▸ Exercise goal
Reproduce every line of the records from the one containing "Would you please tag the window frame" through the end of the records, inclusive, requests and all. Offset each answer coordinate by adding 91 to it.

▸ Exercise inputs

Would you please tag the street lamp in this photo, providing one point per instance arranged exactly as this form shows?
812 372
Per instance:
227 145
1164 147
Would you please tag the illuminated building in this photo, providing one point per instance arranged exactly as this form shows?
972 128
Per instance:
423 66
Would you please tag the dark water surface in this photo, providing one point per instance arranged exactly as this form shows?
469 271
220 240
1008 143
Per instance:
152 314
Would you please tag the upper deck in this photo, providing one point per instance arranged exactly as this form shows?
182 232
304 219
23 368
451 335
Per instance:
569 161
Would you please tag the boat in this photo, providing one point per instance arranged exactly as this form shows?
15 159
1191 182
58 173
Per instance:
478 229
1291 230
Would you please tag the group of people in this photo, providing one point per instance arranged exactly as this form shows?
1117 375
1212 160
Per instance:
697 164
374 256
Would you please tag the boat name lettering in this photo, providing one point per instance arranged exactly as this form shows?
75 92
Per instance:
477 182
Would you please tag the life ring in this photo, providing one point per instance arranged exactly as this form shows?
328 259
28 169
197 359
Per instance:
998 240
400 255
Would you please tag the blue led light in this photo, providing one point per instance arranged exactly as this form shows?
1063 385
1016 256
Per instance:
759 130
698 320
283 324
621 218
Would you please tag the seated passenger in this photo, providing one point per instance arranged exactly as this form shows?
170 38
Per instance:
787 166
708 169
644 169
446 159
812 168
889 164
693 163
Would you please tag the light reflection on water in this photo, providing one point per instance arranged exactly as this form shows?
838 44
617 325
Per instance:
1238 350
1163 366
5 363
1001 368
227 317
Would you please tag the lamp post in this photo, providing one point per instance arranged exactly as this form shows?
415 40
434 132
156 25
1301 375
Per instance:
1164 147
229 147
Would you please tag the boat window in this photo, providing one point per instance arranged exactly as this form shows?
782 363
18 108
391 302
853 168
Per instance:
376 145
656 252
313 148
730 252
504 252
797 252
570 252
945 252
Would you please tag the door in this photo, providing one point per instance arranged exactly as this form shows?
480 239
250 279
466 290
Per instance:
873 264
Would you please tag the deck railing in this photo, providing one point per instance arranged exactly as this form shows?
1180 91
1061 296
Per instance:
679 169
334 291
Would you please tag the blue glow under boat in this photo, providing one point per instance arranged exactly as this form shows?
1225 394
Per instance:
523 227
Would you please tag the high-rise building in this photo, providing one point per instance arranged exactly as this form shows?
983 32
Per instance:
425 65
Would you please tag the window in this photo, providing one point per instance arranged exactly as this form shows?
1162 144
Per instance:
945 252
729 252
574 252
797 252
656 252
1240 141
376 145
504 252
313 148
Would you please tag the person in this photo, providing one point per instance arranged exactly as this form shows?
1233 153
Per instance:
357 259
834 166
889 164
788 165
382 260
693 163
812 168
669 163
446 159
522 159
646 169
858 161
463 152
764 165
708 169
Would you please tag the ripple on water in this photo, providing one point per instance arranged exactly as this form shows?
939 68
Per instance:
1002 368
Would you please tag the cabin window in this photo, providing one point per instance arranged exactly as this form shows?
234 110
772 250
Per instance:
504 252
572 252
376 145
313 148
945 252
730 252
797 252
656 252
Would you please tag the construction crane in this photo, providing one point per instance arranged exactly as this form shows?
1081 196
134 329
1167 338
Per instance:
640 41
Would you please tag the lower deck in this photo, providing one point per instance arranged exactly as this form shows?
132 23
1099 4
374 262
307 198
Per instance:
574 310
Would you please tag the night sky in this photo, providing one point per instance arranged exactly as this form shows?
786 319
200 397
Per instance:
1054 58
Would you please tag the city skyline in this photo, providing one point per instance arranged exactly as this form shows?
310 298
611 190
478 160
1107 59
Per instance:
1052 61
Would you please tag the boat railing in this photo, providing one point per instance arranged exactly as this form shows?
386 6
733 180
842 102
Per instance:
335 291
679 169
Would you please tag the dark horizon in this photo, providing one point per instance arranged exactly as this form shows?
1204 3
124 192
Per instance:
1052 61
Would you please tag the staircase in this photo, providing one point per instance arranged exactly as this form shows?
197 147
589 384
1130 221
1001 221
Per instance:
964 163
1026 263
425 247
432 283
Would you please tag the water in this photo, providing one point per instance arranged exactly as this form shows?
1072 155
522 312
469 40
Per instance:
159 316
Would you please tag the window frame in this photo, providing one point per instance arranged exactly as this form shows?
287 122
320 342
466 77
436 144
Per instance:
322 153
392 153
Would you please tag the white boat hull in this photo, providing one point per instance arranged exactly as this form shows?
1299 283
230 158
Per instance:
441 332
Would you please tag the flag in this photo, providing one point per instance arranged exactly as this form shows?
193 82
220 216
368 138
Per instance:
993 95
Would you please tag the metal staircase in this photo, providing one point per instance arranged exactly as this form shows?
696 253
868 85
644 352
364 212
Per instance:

▸ Full solution
Would you please tag the window frame in this photo, providing one point per instance arranged exactly as this form shows?
287 122
320 342
466 77
436 144
Per instance:
413 244
483 244
Would you please tag the white boat hull in this photo, providing one point per instance arranged exactly as this form shows?
1299 283
230 158
Per instance:
532 423
Would you please tag the flag in this photo, providing one point per instance arranged exactly as this form shows?
193 82
220 216
368 138
Per instance:
1084 186
Would you please tag the metal staircase in this photo, providing one point per instance arranged exactly as this form shows?
696 253
868 85
644 352
364 212
Per instance:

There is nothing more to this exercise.